Extract the data word for word, from its first line down to and including the line containing "[360,60,400,68]".
########################################
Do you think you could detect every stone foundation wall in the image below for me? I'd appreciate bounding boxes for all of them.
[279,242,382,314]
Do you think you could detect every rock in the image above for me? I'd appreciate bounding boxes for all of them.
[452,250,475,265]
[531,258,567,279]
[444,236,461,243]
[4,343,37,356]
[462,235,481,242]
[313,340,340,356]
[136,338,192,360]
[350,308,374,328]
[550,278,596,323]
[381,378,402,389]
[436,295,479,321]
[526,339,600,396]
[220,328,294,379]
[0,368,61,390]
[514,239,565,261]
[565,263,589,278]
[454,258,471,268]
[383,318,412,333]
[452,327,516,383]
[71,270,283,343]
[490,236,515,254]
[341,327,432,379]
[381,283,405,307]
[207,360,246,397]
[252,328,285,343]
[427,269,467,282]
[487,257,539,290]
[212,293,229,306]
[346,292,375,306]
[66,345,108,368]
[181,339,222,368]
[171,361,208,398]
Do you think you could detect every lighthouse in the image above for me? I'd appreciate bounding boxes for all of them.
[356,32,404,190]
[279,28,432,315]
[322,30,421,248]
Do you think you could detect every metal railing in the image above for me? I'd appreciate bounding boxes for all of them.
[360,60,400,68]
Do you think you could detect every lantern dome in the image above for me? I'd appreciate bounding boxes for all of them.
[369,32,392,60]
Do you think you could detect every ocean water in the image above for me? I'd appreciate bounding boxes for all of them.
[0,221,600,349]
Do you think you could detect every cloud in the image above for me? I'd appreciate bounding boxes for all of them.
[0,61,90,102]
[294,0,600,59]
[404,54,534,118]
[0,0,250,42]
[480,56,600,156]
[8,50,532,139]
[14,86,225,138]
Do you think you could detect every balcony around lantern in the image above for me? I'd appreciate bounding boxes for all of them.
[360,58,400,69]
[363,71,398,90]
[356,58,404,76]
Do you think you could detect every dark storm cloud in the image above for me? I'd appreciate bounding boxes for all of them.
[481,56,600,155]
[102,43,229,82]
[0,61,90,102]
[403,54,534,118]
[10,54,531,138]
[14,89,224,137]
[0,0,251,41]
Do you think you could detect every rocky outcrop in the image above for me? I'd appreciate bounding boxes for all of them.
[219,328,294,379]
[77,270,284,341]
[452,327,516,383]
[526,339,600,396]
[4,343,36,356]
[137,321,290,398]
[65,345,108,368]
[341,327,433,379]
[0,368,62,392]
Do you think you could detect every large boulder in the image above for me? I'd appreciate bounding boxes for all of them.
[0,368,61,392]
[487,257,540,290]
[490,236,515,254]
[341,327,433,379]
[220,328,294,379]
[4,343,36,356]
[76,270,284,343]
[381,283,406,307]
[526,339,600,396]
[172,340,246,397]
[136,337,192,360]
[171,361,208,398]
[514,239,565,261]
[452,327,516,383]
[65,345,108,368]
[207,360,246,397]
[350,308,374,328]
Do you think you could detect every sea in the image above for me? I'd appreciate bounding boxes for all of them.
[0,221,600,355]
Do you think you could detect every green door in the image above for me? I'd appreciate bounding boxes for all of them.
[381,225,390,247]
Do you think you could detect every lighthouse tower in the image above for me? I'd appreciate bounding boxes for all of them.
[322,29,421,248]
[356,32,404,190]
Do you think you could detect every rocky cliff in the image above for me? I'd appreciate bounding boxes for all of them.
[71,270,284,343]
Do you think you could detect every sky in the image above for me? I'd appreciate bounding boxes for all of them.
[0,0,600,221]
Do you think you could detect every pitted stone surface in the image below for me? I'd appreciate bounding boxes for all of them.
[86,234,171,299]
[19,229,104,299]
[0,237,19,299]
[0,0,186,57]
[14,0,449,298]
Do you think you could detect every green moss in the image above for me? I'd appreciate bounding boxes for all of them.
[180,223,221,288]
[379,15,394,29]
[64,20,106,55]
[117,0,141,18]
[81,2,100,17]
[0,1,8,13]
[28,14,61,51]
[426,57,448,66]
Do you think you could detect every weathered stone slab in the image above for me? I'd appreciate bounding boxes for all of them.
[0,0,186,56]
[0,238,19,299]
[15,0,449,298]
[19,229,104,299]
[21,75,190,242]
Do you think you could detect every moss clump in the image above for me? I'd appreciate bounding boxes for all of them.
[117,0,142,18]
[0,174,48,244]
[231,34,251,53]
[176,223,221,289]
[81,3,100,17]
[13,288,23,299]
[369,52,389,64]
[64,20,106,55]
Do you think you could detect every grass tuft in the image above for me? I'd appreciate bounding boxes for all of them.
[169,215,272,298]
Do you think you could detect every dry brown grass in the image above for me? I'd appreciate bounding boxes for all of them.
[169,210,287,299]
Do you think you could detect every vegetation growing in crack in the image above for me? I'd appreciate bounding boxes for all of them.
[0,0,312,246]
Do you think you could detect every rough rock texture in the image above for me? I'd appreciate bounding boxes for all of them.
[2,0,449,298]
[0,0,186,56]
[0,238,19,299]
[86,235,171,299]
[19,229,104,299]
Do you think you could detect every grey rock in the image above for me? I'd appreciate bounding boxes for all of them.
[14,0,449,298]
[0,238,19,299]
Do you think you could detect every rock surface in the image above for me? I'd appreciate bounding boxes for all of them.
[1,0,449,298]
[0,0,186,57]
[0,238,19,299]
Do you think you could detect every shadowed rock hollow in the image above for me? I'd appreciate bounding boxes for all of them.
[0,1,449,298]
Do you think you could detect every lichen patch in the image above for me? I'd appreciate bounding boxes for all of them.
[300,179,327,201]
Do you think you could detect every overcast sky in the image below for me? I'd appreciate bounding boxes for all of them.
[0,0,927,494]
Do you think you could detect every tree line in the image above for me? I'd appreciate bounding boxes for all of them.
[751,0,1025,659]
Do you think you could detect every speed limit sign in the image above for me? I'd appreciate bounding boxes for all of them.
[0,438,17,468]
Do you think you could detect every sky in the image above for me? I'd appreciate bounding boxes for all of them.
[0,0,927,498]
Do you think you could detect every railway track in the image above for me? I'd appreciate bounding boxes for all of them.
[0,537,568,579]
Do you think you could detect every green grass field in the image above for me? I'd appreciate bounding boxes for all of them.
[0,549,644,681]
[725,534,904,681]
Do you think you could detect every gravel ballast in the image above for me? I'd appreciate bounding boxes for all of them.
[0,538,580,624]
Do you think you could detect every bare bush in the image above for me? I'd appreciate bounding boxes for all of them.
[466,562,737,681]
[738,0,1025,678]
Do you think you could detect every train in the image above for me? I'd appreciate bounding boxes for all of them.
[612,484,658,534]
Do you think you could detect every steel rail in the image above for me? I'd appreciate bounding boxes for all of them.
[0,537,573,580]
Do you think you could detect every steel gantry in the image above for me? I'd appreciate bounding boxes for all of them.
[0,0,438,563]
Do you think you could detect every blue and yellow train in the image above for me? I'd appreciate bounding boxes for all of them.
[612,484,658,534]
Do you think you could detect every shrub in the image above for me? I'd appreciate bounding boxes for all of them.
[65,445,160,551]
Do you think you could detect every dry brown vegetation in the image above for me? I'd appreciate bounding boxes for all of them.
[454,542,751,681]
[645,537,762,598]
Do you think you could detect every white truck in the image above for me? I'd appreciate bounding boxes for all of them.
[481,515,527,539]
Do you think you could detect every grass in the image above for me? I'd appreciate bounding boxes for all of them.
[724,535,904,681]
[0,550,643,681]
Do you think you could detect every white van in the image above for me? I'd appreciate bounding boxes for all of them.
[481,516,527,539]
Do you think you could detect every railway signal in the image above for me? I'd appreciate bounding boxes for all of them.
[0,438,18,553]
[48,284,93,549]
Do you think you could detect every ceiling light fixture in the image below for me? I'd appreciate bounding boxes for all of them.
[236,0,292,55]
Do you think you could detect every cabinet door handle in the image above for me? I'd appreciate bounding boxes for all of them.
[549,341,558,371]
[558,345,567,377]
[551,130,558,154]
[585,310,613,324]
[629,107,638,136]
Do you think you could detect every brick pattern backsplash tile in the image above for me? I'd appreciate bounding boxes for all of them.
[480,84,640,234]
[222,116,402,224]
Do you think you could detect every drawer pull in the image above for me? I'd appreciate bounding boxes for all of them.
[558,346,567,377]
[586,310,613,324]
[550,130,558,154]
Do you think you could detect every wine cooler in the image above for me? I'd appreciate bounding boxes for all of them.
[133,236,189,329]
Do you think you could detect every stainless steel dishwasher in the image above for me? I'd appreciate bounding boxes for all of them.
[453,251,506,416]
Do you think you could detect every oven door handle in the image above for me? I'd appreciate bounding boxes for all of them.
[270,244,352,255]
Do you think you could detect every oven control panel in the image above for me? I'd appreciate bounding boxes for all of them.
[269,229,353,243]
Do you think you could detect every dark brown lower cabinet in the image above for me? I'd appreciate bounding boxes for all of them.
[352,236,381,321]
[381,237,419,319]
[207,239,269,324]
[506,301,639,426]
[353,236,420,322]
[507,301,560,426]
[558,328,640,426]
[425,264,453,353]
########################################
◆ RESULT ◆
Do you think you could detect every stone foundation wall in the image below for me? I'd appreciate bounding boxes for all of them.
[279,242,382,314]
Do you think you could detect every rock in the image above for me? I'd appreciate bounding boxes for all of them.
[452,250,475,265]
[531,258,567,279]
[444,236,461,243]
[4,343,37,356]
[462,235,481,242]
[313,340,340,356]
[136,338,192,360]
[350,308,374,328]
[550,278,596,323]
[381,378,402,389]
[436,295,479,321]
[526,339,600,396]
[220,328,294,379]
[0,368,61,390]
[514,239,565,261]
[565,263,589,278]
[454,258,471,268]
[383,318,412,333]
[452,327,516,383]
[71,270,283,343]
[490,236,515,254]
[341,327,432,379]
[381,283,405,307]
[207,360,246,397]
[252,328,285,343]
[427,269,467,282]
[487,257,539,290]
[212,293,229,306]
[346,292,375,306]
[66,345,108,368]
[181,339,222,368]
[171,361,208,398]
Do you think you could detect every lighthouse in the image above for me? I'd appreciate bounding boxes for all of them.
[356,32,404,190]
[279,28,432,315]
[322,30,421,248]
Do you think you could detect every metal railing in the image above for me? I'd appreciate bounding boxes for all of them.
[360,60,400,68]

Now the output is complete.